▶ _Requirement A_:
In the passage about a student's writing, the writer lists observations introduced by "that" after "I may see in his writing." List each of these observations briefly.
▶ _Requirement B_:
Continue the passage about a student's writing, starting after its last sentence.

▶ _Passage_:
=======

So to return to the example of the hypothetical student above, I may see in his writing, persona-driven or otherwise, that the instinctive trajectory of his logic is circular rather than linear, consistent with certain Eastern philosophies; that years of playing videogames have both made him obsessive about repetitive action and likely to see typing on his computer (even when writing poems!) as an inherently aggressive act; that his association of one word to another, and one image to another, is mathematical rather than associative; that he is accustomed to seeing language—especially his own—interrupted in an untimely fashion by unexpected interventions; that his given narrative perspective is (in a mirror of his physical perspective) “from above”; that he uses every inch of white space on the page (or even sends his words flying off the page altogether) for fear of seeing his language lodged in a constrictive enclosure; and that an awareness of sensuality and his own body inhabits every facet of his relationship with language, given that our homophobic society forces such an awareness from him at all other sites of human contact, too. Now, I can ask this young man to throw all these glorious idiosyncrasies to the wind and ventriloquize Joan of Arc or Ronald McDonald because I’m worried that he’s somehow unable to avoid writing about beer—and rarely have I encountered a student so recalcitrant—or I can ask him to discover, under his own nose, a poetics no other can replicate: a relationship with language that comprises an intricate matrix of circularity, repetition, aggression, algebraic relation, disjunction (by interruption), omniscience, omnipresence, sensuality, and a studied refusal to color between the lines.

=======

▶ _Information shown_:
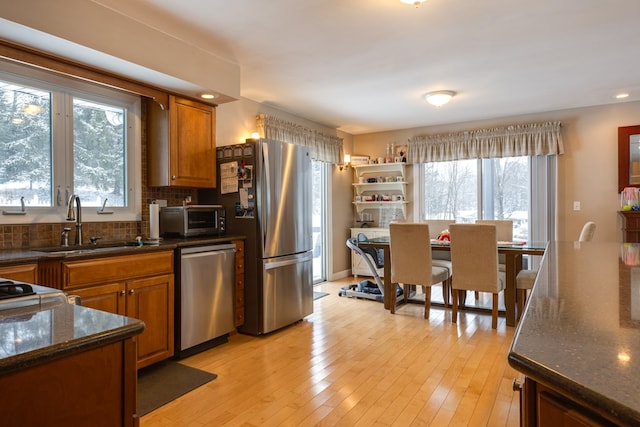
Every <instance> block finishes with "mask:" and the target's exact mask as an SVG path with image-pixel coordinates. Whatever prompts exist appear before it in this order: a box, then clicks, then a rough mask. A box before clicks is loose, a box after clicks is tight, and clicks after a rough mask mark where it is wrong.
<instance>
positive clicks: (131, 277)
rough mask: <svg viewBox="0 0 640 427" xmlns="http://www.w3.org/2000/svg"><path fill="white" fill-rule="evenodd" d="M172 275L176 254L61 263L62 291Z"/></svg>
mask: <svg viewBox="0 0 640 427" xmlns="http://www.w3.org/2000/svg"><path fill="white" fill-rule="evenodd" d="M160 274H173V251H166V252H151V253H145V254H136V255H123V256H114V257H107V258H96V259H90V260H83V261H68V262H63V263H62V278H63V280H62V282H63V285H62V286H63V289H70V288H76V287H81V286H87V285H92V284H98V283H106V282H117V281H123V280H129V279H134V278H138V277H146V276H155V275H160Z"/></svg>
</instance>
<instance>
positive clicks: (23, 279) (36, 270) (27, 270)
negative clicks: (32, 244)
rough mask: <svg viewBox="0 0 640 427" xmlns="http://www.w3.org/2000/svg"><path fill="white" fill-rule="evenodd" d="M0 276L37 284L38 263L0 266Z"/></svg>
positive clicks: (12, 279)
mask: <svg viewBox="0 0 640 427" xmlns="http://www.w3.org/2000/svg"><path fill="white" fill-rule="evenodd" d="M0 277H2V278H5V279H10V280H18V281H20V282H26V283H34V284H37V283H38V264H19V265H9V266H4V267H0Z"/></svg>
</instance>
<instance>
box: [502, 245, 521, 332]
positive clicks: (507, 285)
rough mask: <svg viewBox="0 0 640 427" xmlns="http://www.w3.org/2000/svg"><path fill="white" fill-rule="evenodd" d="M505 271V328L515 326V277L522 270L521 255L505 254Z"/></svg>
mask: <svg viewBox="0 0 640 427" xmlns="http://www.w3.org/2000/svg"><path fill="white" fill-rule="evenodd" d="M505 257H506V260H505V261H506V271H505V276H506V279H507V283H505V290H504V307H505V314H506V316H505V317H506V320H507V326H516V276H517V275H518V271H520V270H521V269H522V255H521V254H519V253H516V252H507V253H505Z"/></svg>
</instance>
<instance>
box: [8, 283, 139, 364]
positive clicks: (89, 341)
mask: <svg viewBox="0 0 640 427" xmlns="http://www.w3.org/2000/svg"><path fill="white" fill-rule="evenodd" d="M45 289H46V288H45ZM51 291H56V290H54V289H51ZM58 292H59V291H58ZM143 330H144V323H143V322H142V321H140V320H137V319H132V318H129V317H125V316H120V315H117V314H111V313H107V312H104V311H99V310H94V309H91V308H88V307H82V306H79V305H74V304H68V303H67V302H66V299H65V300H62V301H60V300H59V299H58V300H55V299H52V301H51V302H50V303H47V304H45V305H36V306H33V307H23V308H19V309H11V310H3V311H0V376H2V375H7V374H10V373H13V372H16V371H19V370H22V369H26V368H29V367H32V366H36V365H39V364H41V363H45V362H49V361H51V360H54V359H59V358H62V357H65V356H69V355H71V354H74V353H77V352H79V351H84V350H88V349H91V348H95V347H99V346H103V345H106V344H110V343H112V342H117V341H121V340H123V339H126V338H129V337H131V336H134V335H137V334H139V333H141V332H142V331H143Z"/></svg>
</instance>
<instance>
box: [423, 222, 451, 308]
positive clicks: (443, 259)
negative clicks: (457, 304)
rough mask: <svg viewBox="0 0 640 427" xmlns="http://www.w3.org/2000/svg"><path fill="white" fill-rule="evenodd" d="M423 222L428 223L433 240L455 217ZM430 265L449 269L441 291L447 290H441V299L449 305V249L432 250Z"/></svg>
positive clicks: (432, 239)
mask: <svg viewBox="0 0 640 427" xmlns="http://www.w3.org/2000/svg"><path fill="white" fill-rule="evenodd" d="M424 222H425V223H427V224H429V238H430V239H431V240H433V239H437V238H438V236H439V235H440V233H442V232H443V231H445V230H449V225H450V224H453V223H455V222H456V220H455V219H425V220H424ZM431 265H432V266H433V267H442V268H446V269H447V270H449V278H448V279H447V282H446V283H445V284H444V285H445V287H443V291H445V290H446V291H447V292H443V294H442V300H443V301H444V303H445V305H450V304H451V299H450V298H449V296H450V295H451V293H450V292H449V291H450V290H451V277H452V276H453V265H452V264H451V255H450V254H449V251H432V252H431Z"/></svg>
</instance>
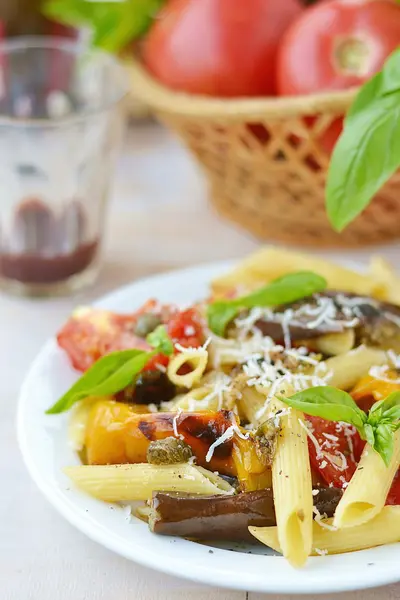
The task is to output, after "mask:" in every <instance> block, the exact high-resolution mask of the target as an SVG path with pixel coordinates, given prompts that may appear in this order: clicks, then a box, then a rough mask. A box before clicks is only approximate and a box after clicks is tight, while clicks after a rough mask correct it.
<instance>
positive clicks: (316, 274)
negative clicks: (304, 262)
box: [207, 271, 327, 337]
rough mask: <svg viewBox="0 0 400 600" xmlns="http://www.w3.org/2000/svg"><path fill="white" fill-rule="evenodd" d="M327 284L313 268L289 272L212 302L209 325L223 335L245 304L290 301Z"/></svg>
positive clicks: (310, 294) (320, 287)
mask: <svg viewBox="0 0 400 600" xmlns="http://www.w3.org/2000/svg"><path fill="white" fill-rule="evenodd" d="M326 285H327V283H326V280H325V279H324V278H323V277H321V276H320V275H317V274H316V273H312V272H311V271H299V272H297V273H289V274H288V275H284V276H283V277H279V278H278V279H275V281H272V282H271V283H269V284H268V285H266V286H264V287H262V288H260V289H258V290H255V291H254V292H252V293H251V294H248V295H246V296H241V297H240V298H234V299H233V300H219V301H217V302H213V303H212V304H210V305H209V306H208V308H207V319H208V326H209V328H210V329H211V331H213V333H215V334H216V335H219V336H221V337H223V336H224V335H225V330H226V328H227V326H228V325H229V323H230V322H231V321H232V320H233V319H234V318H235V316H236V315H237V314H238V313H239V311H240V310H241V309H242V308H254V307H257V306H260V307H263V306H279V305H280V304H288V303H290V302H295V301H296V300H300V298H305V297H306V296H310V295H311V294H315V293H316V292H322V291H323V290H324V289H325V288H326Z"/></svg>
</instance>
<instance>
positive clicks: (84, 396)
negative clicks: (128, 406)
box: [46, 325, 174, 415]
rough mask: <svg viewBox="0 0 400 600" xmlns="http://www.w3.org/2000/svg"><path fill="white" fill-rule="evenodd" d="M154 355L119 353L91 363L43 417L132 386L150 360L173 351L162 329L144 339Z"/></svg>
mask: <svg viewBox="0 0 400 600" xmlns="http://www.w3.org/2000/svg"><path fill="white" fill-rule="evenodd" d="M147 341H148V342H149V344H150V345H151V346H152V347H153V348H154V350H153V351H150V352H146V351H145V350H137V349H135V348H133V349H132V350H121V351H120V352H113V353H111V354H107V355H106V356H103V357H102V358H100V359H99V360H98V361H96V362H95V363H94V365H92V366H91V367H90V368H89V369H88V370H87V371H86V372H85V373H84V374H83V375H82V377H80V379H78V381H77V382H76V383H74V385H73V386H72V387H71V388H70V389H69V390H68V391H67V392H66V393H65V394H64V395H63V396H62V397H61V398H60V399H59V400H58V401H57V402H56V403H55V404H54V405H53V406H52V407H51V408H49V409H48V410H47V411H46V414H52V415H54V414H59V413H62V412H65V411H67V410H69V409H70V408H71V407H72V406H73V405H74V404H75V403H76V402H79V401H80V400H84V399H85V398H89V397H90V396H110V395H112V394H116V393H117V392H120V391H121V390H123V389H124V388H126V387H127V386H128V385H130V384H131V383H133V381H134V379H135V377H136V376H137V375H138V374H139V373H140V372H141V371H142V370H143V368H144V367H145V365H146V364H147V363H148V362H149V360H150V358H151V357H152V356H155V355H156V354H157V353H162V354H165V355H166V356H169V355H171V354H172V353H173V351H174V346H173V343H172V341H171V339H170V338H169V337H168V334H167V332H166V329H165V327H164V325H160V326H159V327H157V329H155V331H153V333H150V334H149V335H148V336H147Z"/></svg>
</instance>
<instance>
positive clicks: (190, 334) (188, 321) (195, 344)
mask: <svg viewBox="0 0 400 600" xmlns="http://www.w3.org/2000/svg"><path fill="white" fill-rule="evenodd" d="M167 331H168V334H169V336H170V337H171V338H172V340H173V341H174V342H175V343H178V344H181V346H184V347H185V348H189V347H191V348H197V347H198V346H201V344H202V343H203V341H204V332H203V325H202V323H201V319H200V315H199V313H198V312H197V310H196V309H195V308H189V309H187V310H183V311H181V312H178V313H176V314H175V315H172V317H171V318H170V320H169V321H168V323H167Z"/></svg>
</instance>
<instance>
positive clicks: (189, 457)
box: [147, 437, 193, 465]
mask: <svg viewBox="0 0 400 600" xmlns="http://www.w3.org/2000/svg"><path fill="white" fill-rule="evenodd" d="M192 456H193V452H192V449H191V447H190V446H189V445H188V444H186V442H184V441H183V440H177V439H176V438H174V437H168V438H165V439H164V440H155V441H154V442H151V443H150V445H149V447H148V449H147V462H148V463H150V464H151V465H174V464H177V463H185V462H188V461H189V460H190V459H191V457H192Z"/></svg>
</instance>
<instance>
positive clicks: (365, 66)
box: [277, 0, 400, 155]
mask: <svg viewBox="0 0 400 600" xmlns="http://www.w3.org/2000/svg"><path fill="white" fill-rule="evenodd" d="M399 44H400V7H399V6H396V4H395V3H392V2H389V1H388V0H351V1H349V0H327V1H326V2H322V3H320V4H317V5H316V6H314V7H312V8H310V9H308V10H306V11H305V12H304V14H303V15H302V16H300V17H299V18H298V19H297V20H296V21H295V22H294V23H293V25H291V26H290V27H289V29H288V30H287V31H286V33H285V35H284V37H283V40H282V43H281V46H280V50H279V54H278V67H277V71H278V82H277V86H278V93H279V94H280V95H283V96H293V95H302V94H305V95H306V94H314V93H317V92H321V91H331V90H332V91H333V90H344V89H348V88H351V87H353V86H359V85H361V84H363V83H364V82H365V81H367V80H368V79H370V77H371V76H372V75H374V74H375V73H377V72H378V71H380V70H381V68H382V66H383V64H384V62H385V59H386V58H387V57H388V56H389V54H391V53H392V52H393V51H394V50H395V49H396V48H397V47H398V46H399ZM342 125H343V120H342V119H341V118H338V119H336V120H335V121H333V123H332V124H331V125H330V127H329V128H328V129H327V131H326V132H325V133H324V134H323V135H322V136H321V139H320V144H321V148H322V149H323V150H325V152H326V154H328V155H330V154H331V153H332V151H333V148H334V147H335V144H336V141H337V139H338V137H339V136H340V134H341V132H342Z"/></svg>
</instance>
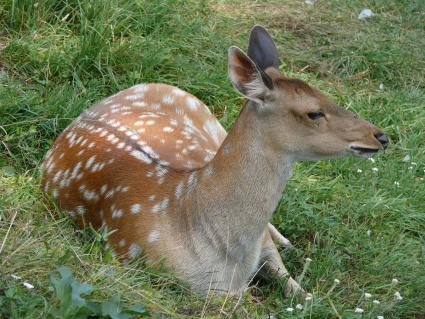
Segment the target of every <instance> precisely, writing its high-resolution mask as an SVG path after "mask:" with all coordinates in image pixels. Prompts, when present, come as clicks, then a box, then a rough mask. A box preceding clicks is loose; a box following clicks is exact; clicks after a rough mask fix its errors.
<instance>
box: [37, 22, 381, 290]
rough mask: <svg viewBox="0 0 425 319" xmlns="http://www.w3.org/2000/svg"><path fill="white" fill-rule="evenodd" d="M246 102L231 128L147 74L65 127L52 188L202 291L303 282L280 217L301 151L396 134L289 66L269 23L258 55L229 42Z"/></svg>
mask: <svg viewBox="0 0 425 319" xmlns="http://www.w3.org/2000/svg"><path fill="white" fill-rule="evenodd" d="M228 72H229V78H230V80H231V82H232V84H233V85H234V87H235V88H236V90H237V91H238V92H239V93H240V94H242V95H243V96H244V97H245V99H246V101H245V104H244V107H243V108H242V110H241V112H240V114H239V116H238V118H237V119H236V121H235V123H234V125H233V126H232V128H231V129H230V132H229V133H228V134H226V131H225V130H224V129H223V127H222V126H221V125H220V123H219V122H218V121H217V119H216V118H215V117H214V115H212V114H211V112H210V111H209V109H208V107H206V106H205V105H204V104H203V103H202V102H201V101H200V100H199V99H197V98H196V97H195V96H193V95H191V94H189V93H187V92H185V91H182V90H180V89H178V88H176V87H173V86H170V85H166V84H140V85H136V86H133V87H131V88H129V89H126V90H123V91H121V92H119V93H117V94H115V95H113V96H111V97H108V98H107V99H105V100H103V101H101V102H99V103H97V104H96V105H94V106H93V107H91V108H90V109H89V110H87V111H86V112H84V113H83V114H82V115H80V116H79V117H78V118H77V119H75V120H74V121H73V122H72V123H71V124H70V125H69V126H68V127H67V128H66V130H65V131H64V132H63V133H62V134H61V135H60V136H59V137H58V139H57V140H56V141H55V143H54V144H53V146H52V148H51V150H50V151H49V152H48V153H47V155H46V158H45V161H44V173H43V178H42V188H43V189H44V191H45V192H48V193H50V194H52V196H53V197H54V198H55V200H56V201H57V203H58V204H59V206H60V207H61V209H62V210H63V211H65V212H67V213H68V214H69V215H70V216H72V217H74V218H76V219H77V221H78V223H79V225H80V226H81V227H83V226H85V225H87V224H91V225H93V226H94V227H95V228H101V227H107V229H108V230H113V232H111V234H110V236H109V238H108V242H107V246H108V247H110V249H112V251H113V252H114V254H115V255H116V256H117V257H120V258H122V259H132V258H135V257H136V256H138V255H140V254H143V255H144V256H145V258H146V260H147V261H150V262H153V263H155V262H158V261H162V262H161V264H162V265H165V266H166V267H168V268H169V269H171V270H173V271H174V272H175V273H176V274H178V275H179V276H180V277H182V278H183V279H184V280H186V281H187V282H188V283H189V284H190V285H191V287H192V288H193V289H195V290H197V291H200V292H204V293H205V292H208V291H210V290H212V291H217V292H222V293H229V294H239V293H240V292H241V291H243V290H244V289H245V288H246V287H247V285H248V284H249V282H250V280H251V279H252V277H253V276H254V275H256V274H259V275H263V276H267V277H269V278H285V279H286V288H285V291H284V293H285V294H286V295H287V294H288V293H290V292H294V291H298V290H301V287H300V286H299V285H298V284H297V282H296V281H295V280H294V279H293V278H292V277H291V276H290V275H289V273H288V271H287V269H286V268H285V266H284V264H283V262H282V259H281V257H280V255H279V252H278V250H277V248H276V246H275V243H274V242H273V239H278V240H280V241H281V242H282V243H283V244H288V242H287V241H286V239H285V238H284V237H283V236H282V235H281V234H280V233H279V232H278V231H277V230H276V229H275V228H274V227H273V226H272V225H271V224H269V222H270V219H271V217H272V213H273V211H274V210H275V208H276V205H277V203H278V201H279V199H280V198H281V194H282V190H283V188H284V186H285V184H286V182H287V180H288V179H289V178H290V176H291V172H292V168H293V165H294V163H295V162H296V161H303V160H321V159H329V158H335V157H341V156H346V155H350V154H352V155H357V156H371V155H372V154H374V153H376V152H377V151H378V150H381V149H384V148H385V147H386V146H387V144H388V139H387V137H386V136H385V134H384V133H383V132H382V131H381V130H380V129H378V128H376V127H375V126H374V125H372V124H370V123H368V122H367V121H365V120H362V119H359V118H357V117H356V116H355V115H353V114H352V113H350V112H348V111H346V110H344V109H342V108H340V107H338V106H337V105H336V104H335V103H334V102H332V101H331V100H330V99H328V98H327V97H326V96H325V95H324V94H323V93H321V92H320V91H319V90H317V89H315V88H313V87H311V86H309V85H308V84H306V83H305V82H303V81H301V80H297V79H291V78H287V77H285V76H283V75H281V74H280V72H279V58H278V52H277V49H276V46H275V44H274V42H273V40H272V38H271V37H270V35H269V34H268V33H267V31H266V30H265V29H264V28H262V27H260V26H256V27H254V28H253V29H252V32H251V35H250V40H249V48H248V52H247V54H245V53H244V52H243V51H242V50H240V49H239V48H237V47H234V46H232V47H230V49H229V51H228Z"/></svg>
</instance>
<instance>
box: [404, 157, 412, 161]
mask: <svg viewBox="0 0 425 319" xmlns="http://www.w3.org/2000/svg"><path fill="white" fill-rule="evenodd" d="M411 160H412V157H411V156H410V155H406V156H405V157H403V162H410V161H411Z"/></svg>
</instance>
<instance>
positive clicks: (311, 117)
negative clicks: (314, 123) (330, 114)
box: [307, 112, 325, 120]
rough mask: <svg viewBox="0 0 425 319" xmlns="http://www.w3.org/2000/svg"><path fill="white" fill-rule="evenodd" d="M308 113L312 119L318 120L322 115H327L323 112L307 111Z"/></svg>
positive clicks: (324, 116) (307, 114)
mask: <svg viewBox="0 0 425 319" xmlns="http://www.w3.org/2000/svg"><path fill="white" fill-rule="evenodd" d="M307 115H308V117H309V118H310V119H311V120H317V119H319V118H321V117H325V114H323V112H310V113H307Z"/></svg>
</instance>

=======

▶ _Task response A_:
- His logic tends to move in circles rather than in a straight line, in keeping with certain Eastern philosophies.
- Years of playing videogames have made him obsessive about repetitive action and led him to see typing on his computer as an aggressive act.
- He links one word or image to another mathematically rather than by association.
- He is used to seeing language, especially his own, cut off at untimely moments by unexpected interventions.
- His narrative perspective is "from above," mirroring his physical perspective.
- He fills every inch of white space on the page, or sends his words off the page, for fear of seeing his language confined.
- An awareness of sensuality and his own body runs through his whole relationship with language, because a homophobic society forces that awareness on him everywhere else.

▶ _Task response B_:
Shall I tell you what
this young man created, once we’d discussed this “poetics” of his, or continue
to pretend all the foregoing was merely hypothetical? Well, I will tell you;
indeed, I will show you. This is what he produced:
I worry that when we implicitly encourage our students to abandon all hope of producing work no other human could produce—when, in fact, we do anything but insist on this eventuality from the start—we doom them to a life of derivative writing and ourselves to a hundred hundred [sic] more stories about their fraternity or sorority hijinks. Or, to a series of exercises in which they are unconvincingly Cleopatra or unconvincingly Sigmund Freud or unconvincingly LeBron James, when in fact I could open my Mac and find, in minutes, richer and more faithful accounts of these persons from a hundred hundred different sources. When in 1950 Charles Olson urged the poet to “stay[ ] inside himself…contained within his nature,” and to find there a world more expansive than any he could see with waking eyes, Olson knew, too, that that dive is a harrowing and dangerous one—a leap of faith that lasts a lifetime—and that we therefore must start our students on it as early as possible. Even rethinking the role of persona in poetry with the aid of essays from peers I admire (many of whom are now advocating for its use), I find myself believing that asking undergraduates to write in persona is a retreat from a necessary cliff rather than the nudge from its edge they so desperately require.